[AVAILABLE DATA]:
::::::

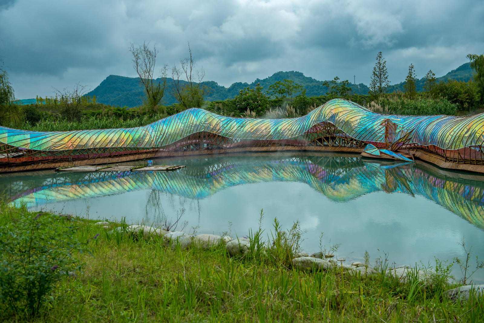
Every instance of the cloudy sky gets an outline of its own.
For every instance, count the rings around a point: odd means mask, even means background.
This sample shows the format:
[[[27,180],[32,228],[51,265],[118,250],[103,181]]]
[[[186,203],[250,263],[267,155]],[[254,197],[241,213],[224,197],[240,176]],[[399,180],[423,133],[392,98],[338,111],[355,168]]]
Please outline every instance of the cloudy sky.
[[[484,1],[0,0],[0,56],[18,98],[134,77],[128,48],[144,40],[160,67],[189,42],[205,79],[225,86],[291,70],[368,84],[380,51],[393,84],[410,63],[419,78],[441,76],[484,52]]]

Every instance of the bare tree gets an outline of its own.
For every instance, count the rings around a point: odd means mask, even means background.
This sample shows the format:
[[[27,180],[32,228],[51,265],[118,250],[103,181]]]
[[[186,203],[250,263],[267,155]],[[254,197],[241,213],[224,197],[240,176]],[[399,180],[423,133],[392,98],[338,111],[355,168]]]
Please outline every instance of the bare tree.
[[[189,57],[180,60],[180,68],[174,65],[171,69],[171,95],[185,109],[200,108],[203,104],[203,97],[209,89],[201,84],[205,72],[203,68],[195,70],[195,60],[188,43]]]
[[[168,65],[165,64],[160,70],[161,79],[157,81],[154,79],[154,68],[158,51],[154,46],[151,49],[149,42],[143,42],[142,45],[136,46],[132,43],[129,51],[133,54],[133,67],[139,77],[140,83],[144,88],[146,103],[150,108],[154,108],[160,104],[165,95]]]
[[[60,115],[68,121],[80,121],[82,118],[82,111],[85,105],[82,97],[91,90],[91,88],[81,85],[78,83],[74,86],[72,91],[64,88],[62,91],[52,88],[56,93],[57,101],[60,108]]]

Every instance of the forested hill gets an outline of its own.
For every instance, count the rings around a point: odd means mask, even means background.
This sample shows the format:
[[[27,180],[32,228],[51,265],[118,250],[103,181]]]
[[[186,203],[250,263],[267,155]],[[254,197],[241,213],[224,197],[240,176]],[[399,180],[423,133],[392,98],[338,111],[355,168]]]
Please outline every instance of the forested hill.
[[[304,74],[300,72],[291,71],[278,72],[263,79],[257,78],[250,84],[237,82],[228,88],[219,85],[214,81],[206,81],[203,83],[210,88],[211,91],[205,99],[207,101],[214,101],[233,99],[239,94],[241,90],[248,86],[254,88],[257,83],[260,83],[265,91],[269,89],[270,85],[284,79],[290,79],[303,85],[306,89],[306,95],[309,96],[324,94],[328,91],[328,88],[322,85],[322,81],[318,81],[312,77],[304,76]],[[110,75],[95,89],[86,95],[91,96],[95,95],[97,102],[104,104],[127,106],[130,108],[136,107],[141,104],[144,95],[143,88],[140,85],[139,79],[137,77]],[[169,85],[171,81],[171,79],[168,78],[167,84]],[[349,86],[358,94],[366,94],[369,91],[368,87],[363,83],[356,86],[350,84]],[[167,91],[163,99],[165,105],[169,105],[176,102],[168,93]]]
[[[455,79],[458,81],[464,81],[467,82],[472,78],[472,75],[474,75],[474,71],[470,68],[470,62],[466,63],[460,65],[455,70],[452,70],[443,77],[437,78],[437,82],[440,81],[446,81],[448,79]],[[415,81],[415,86],[417,87],[417,92],[422,92],[424,91],[424,84],[425,83],[425,77],[422,77],[420,79],[417,79]],[[398,84],[391,85],[388,88],[388,92],[390,93],[396,92],[398,91],[402,92],[405,92],[404,86],[406,83],[406,82],[400,82]]]
[[[438,78],[438,81],[447,80],[447,78],[458,80],[469,80],[472,77],[472,71],[469,67],[469,63],[461,65],[455,70],[453,70],[446,75]],[[212,92],[206,97],[208,101],[215,100],[225,100],[233,98],[239,93],[239,92],[244,88],[250,86],[255,87],[257,83],[264,88],[264,91],[269,89],[270,85],[277,81],[283,79],[290,79],[301,84],[306,89],[306,94],[308,96],[320,95],[326,94],[327,88],[323,85],[322,81],[318,81],[312,77],[305,76],[300,72],[291,71],[290,72],[278,72],[263,79],[258,78],[252,83],[242,83],[238,82],[233,83],[228,88],[219,85],[214,81],[207,81],[204,83],[211,89]],[[168,79],[168,84],[171,79]],[[417,79],[417,90],[423,91],[424,78]],[[405,82],[392,85],[389,89],[389,92],[398,90],[403,91]],[[363,83],[359,84],[349,84],[353,92],[357,94],[365,94],[369,91],[368,87]],[[144,94],[143,88],[140,86],[139,78],[127,77],[117,75],[110,75],[103,81],[99,86],[87,95],[96,95],[97,101],[100,103],[111,106],[127,106],[130,108],[136,107],[141,104]],[[176,103],[175,99],[167,92],[164,97],[164,104],[169,105]]]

::::::

[INSTRUCTIONS TO FOLLOW]:
Copy out everything from the line containing "Every instance of the forested hill gets" down to the line containing "Please outline every instance of the forested", including both of those lines.

[WRITTEN REPLY]:
Every instance of the forested hill gets an outline of its own.
For every instance, count the rings around a point: odd means mask, even means background.
This sample shows the format:
[[[27,180],[32,228],[51,265],[118,250],[103,181]]]
[[[186,203],[250,263],[267,155]],[[254,197],[241,213],[224,197],[240,176]],[[399,180],[423,133],[392,98],[338,111],[355,168]]]
Please outline every instance of the forested hill.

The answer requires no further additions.